Task objective: Pull out every line in the entries below that contains the word "person". Case counts.

Extracted records:
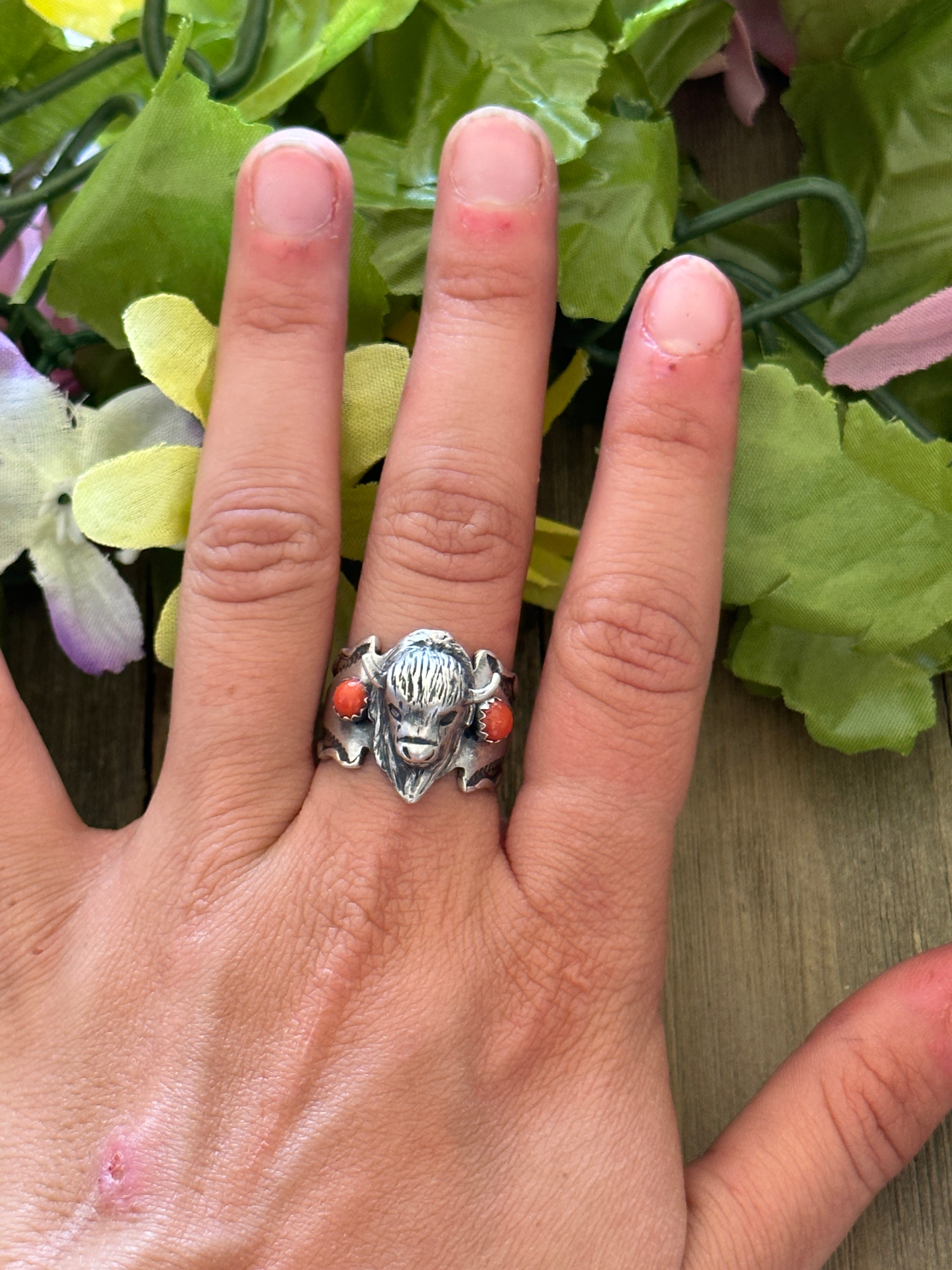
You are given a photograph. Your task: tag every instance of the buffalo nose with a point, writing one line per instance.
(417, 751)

---

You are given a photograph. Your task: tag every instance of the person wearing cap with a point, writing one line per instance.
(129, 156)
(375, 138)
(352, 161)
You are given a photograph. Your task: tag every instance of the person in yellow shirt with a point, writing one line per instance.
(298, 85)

Task response:
You are given a photograph. Your task: tag every instance of the person wearing cap with a point, writing one line per instance.
You are given a photograph. Your task: tag every instance of the person in yellow shirt with a point, writing one line per instance.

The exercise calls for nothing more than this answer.